------ RECORDS PROVIDED ------
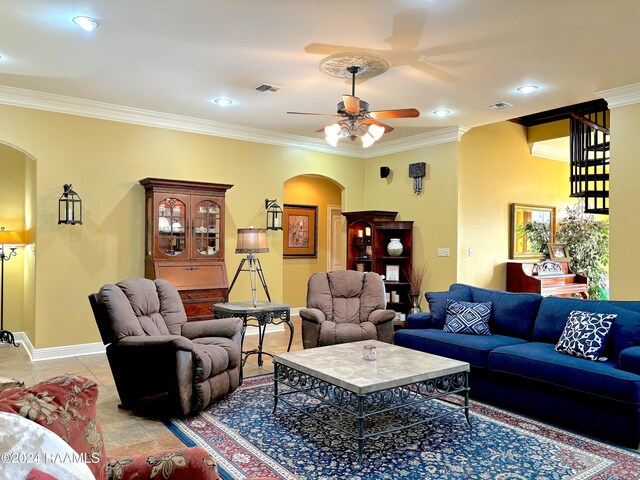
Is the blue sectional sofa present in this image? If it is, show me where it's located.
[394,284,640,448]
------
------ RECORDS PROVIDED ------
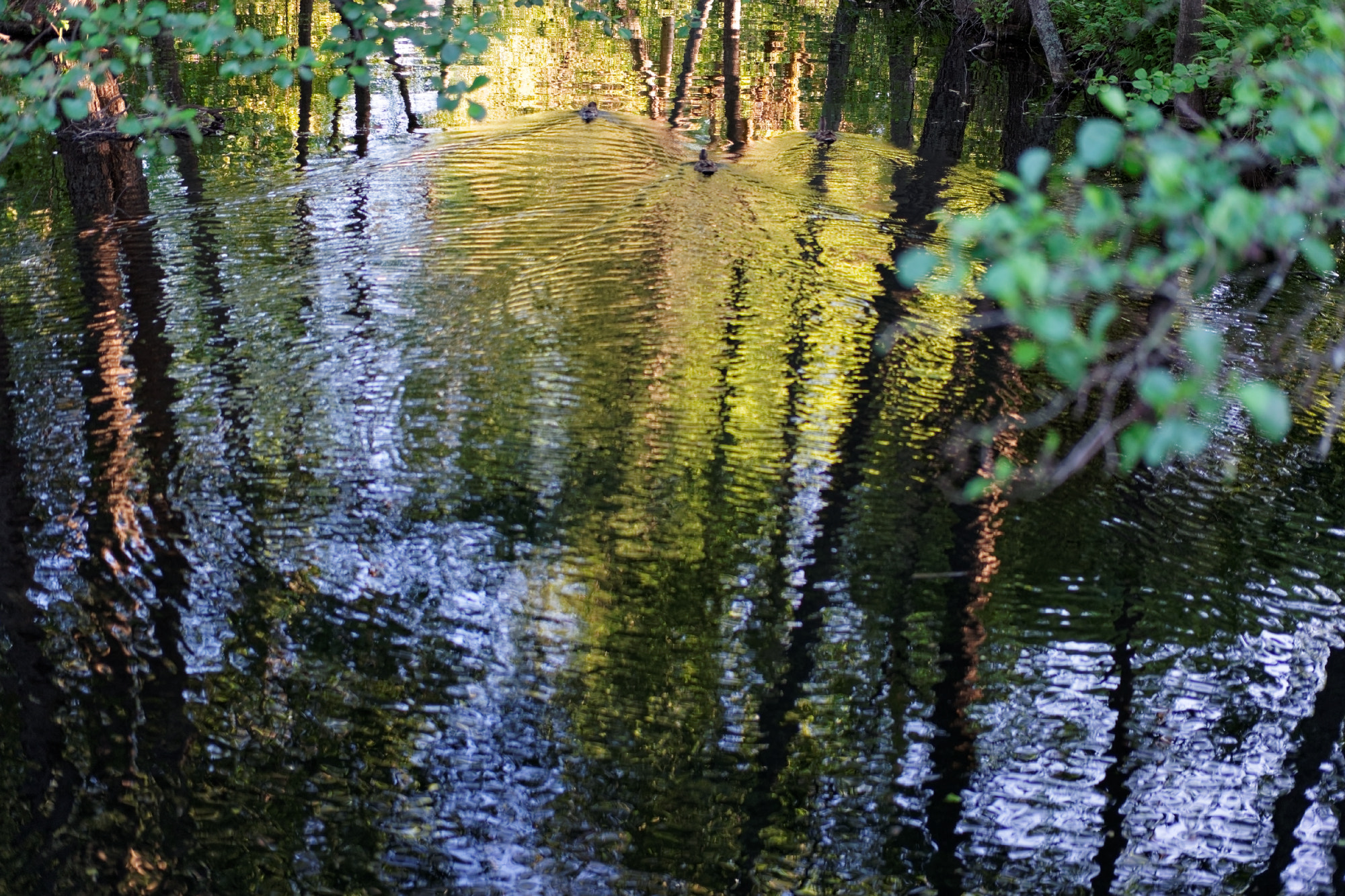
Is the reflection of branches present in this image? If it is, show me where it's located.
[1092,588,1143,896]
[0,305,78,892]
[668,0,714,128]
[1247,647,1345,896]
------
------ RECORDS PROVIDED ------
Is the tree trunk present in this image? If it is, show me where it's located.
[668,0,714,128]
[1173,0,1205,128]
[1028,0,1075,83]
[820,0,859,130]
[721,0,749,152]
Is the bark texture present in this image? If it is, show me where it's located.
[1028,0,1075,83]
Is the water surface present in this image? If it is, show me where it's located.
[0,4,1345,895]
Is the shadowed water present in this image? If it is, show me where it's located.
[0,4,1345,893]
------
• _AIM_: Convert the records into a JSON list of strings, one string per line and no blank lines, beginning at the line containing "Is the blue" and continuing through the line containing "[394,284,640,448]".

• _ANSWER TO THIS EXERCISE_:
[
  "Is the blue sectional sofa present in this image? If it is, show me where it's located.",
  "[394,284,640,448]"
]